Aim:
Write out every one of the entries below word for word, and leave the pictures out of your answer.

Material provided:
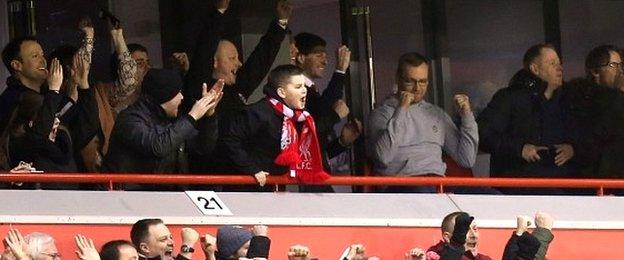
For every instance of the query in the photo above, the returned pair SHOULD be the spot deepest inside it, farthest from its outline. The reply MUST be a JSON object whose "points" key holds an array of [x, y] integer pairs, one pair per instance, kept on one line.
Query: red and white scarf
{"points": [[300, 151]]}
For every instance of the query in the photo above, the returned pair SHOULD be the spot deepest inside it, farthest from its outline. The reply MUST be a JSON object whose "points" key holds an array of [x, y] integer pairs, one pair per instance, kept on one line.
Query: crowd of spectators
{"points": [[197, 119], [150, 239]]}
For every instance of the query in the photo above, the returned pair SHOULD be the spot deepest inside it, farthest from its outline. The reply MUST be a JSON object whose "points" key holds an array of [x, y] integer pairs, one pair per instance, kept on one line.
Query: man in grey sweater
{"points": [[408, 134]]}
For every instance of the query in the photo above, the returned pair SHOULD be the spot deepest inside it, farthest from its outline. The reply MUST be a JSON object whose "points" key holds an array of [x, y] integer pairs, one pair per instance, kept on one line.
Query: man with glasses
{"points": [[526, 126], [597, 103], [408, 134]]}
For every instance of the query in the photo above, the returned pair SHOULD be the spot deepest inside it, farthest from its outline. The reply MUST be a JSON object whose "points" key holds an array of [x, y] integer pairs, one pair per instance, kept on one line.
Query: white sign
{"points": [[209, 203]]}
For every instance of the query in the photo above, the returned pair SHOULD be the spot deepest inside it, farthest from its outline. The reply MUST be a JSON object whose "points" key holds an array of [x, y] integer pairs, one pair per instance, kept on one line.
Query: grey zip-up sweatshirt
{"points": [[409, 142]]}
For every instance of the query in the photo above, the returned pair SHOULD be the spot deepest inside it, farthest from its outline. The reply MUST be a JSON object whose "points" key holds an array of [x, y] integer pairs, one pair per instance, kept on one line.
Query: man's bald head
{"points": [[226, 62]]}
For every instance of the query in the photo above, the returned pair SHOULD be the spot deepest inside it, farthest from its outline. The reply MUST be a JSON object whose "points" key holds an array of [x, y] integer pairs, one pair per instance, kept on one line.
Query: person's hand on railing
{"points": [[16, 244], [260, 230], [189, 238], [522, 224], [356, 252], [261, 177], [416, 254], [209, 246], [544, 220], [298, 252], [86, 248]]}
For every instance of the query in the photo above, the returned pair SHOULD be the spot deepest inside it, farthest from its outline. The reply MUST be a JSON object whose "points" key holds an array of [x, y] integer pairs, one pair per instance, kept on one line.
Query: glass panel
{"points": [[586, 24], [487, 40]]}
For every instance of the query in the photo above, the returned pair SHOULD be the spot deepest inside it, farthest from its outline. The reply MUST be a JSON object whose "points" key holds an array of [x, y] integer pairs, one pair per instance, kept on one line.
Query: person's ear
{"points": [[16, 65], [534, 69], [143, 248], [281, 92]]}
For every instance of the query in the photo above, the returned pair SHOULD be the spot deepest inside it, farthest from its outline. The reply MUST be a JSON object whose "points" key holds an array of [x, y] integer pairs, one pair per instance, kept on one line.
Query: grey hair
{"points": [[36, 241]]}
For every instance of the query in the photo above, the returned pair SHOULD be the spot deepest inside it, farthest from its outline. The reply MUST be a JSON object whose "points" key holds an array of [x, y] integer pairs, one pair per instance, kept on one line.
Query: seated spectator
{"points": [[25, 60], [235, 242], [80, 116], [152, 240], [472, 238], [521, 245], [34, 134], [456, 247], [408, 134], [35, 246], [216, 57], [276, 135], [597, 103], [86, 248], [526, 126], [118, 250], [111, 98], [149, 136]]}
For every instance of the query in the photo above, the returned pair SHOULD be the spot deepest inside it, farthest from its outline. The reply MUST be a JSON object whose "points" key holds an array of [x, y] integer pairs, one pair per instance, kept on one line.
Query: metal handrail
{"points": [[439, 182]]}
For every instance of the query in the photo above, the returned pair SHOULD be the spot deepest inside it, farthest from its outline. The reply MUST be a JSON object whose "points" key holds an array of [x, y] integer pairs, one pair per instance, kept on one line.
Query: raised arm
{"points": [[462, 144]]}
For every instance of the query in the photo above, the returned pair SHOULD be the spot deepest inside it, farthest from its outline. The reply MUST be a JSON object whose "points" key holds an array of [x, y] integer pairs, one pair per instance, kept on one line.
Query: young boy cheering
{"points": [[276, 135]]}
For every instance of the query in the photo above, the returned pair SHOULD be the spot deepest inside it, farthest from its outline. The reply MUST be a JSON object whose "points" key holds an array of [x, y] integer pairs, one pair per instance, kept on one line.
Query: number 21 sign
{"points": [[209, 203]]}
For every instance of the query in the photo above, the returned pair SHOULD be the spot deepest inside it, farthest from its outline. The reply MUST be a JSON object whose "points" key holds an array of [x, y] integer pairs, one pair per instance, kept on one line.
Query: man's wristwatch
{"points": [[187, 249]]}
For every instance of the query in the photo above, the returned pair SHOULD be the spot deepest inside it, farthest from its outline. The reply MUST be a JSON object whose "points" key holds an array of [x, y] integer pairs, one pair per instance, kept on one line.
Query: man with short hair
{"points": [[276, 135], [25, 60], [597, 103], [327, 108], [119, 250], [408, 134], [153, 240], [472, 238], [216, 57], [150, 136], [526, 126]]}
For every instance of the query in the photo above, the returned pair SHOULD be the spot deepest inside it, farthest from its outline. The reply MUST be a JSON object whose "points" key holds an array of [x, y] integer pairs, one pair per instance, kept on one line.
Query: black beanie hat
{"points": [[162, 84]]}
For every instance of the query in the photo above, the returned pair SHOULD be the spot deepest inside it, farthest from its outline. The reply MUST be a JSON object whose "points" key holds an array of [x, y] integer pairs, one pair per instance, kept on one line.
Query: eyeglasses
{"points": [[615, 65]]}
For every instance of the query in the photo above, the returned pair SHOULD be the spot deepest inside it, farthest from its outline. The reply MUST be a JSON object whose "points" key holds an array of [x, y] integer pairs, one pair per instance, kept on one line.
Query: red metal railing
{"points": [[439, 182]]}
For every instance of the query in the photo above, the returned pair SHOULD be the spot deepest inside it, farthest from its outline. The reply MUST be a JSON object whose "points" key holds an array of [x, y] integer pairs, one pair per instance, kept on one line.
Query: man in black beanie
{"points": [[149, 136]]}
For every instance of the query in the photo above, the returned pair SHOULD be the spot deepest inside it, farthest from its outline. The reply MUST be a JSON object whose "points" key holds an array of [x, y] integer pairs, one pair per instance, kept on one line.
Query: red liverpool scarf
{"points": [[300, 151]]}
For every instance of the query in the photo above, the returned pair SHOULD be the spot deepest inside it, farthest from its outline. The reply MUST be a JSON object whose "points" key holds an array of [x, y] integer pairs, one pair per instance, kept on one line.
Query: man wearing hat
{"points": [[234, 242], [150, 136]]}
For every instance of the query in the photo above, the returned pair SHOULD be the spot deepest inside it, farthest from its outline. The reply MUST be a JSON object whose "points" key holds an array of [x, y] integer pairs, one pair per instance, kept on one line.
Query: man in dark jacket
{"points": [[472, 238], [275, 135], [526, 126], [149, 136], [153, 241], [597, 103], [327, 108], [216, 57]]}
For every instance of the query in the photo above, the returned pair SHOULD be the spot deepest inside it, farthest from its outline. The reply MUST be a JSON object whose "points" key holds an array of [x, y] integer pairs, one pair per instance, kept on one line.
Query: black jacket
{"points": [[252, 141], [517, 115], [145, 140], [34, 145], [599, 112], [248, 78]]}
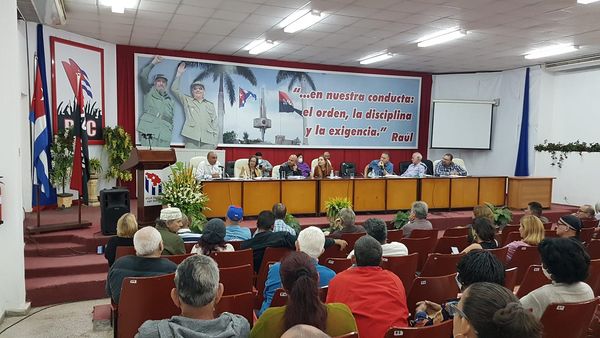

Response to the exercise:
For every instance of the query in the photo above, the returned pair SHOULD be the spot deepest inside it, farthest from its outline. The reply MUST be a JSON object whose "points" key holds an array of [x, y] integer pairs, one pair per instance, kept on one line.
Query: red and white scarf
{"points": [[300, 151]]}
For every instance of the query in the photo above, the returned pair SHOULD be the spot deepest inside it, farthest from its outline. The reply MUST be a JSON object whose "points" key holds an array of [x, y] integer pairs, one pair per instance, kept on one line.
Query: crowd of spectators
{"points": [[197, 119], [150, 239]]}
For every instance of the query in the photo above, the returned pair SHOULD be the spot deepest inside it, farthest from its outline. The reply MUST be a JSON object whose "points" key holds an array of [x, y] integer pairs, one pair per instance, kept on one line.
Query: man in grey sweater
{"points": [[408, 134]]}
For every instance of the query in the photo above, the returned pair SHOULD be the spot deepest inside it, farthest from its outline. The reply MUST be a JSON object whose "points" key holds an array of [x, y] integer pairs, one pair per instance, kept on one line.
Query: man with glasses
{"points": [[526, 126], [597, 103], [408, 134]]}
For every instance of the query in the photo above, the returned pair SHOULD be the spot deepest inside it, farthest from its outline. The reply MUST be a JSON object whose "points" key holds an array of [x, y] integer pairs, one pair per instance, kept on one line.
Query: white sign
{"points": [[209, 203]]}
For every instance of the query in the photo above, the returned pair SHOULD be the spot deepest inside it, farthest from its outline. The reply MUST be a JSON object whose "points" key holds an array of [x, y] integer pairs, one pair per instance, kept on one line.
Query: grey zip-up sweatshirt
{"points": [[409, 142]]}
For every instance of the query in the photo above, the returned pair SHOULD be the spot deepest inside it, farthest from its outline. The reply MUST be a JSON object whose "points" key holds an array of [x, y] integer pairs, one pair per instance, kept on one line.
Query: man's bald head
{"points": [[226, 62]]}
For every instance of the query in the photo above, the returned pair SHOULD be the spot deepest inside it, farthest from its outline. The reply MUST be a JSON object whose "points" key holds an array of [x, y] integer pairs, one pair per instance, kept on one line.
Query: person's hand on railing
{"points": [[16, 244], [260, 230], [189, 238], [522, 224], [356, 252], [261, 177], [416, 254], [209, 246], [544, 220], [298, 252], [86, 248]]}
For every instance of the query in the photo above, the returned pair SHOULD be the spot deepest inside it, farthest from its outline. The reply MUST be a JSON object whose "points" key holds an array of [x, y] integer pairs, one pair per instance, kept on one line.
Query: glass panel
{"points": [[586, 24], [487, 40]]}
For every instance of the query in the photo above, the returned pair SHOULD be the spot deepest inside it, farthest from its outline. The reply MUST be a JSON object whose "points" key holds an array of [x, y] integer pairs, one pair per instance, kept on one line.
Query: person's ear
{"points": [[16, 65], [534, 69], [143, 248], [281, 92]]}
For every instance of the query in the photo above, the returned pair SHOULD be the spot deepest inside it, farthest from its outline. The reply MUST be a JSON object whose "points" key holds an array of [x, y] integer pairs, one pair per instance, kept on one line.
Query: grey hair
{"points": [[36, 241]]}
For every instance of the query in the photo above, the returned pair SHOULD be the spot deepest inside it, farthest from its outline. The reply MUST be a JSON object whose "points" key holds an array of [x, y] integer pairs, one pair per instance, kept on one line.
Query: seated spectator
{"points": [[25, 60], [235, 242], [80, 116], [152, 240], [472, 238], [521, 245], [34, 134], [456, 247], [408, 134], [35, 246], [216, 57], [276, 135], [597, 103], [86, 248], [526, 126], [118, 250], [111, 98], [149, 136]]}
For every instance of the query in the photo above, the returned pair SHOULD be the spot deepest inside it, farthest from its outline. The reply MUST be a JSON object whose "points" key holds an array of [x, y] integer pairs, one pair per instance, kept on one line.
Query: metal handrail
{"points": [[439, 182]]}
For every instance of the query in the photo above, the returned pair SHOULD be the spot deepest inside it, farthest from its outline. The reply MUST be a JSON object whose "points" key holds an array of [x, y] integer pairs, one pair per instance, kept on one line.
Query: raised arm
{"points": [[462, 144]]}
For every instance of the query in the photo above, the returned pair SHOULD be the spot deepest inside it, farthest from its outline. The reply MUST be a JSON object whose "points" key holds an array of [x, y] integer pairs, one pair per instance, kept on one line.
Query: young boy cheering
{"points": [[276, 135]]}
For every instance of the query in the photo above, the returned pair SHOULD be the spot deepest inside it, farthest from its outline. The reply MUST be a JSON object whose "points" key holds an array of [x, y] integer pairs, one pair per instance, kept on one line.
Query: number 21 sign
{"points": [[209, 203]]}
For every instance of the query in the photo above, the returned pair SHOULD be the spot deepest inside it, farthest from its outline. The reply MUST be a JSON object whose "points" key holds an array of [x, y] integer pairs, one pair per instance, kept on one line.
Query: man's wristwatch
{"points": [[187, 249]]}
For every instance of the query in the photo above, the returned pair SHOULD be the spot deepest inside it, farthest from its outline. The reply MUST be a JSON object whose "points" key holds an array of [x, y] integer pairs, one pair per instance, kept on one line.
Query: man with short hair
{"points": [[276, 135], [25, 60], [597, 103], [327, 108], [119, 250], [408, 134], [153, 240], [472, 238], [216, 57], [150, 136], [526, 126]]}
For every instance of the query in the photo above, the returned pair SHOULD be the spot deepest inside it, farthest from its outline. The reply MUST be a JSON object whose "points" key holds an array of [x, y] integer pairs, one pair per instance, kept on one line.
Query: black beanie hat
{"points": [[162, 84]]}
For every instance of the query in the photo above, the returned pair SHOULD be the spot deepest inside it, farthest from its outline. The reply MUST be a JSON object whose "points" key holds an array of [x, y] integer pairs, one pair per instance, kept on one line.
Query: eyeglasses
{"points": [[615, 65]]}
For every instance of the query in the photo above, the returned pair SHOULD be the spot deepest inside it, farthest from its outline. The reply MUST be a JSON object whose "points" key holds an array of [x, y] integer pairs, one pair per instance, kept on one line.
Query: red metal railing
{"points": [[439, 182]]}
For every instance of the query in the photo above, the returned pair SHOULD be the spot deepest inside it, farthest from its outline. The reply MUST be a JSON object whose "points" key holds an array of [x, y] integer pairs, one pair per instance, kept on one line.
Query: man in black beanie
{"points": [[149, 136]]}
For every instance of the query in the photo above, the returned pair SHOULD be the spot deepest inside it, farthest from its outline. The reply MUST be a JSON object whose "points" key holds an array of [x, y] integer pairs, one pair per instance, kept on one line.
Query: red liverpool scarf
{"points": [[300, 151]]}
For every instance of the query in the photo above, the returned pair SHOULD be the spot deepest inside it, farthest from its outline. The reply MUST be a JSON object whose "points" key holds an array of [x, y] integer pairs, one pair per instance, kept on one line.
Query: man wearing hat
{"points": [[234, 242], [150, 136]]}
For every instance of the query in the photo above, the returned pair SHOULD be the spot deepest inside it, farthest from its outline. The reply MUST be a JSON object whose "points" key holds an array of [x, y] integer pairs, one pair per instance, kept on one line.
Query: man in dark jacket
{"points": [[472, 238], [275, 135], [526, 126], [149, 136], [153, 241], [597, 103], [327, 108], [216, 57]]}
For every instance of the query in the photo above, the returned pair SHOULD be the spot deepest inside it, farthest from its outline. The reply MUST be a JSON object whose "points" key holds an array of [x, y] integer pairs, one pair per instance, kept on one line.
Query: black jacket
{"points": [[252, 141], [517, 115], [145, 140], [34, 145], [599, 112], [248, 78]]}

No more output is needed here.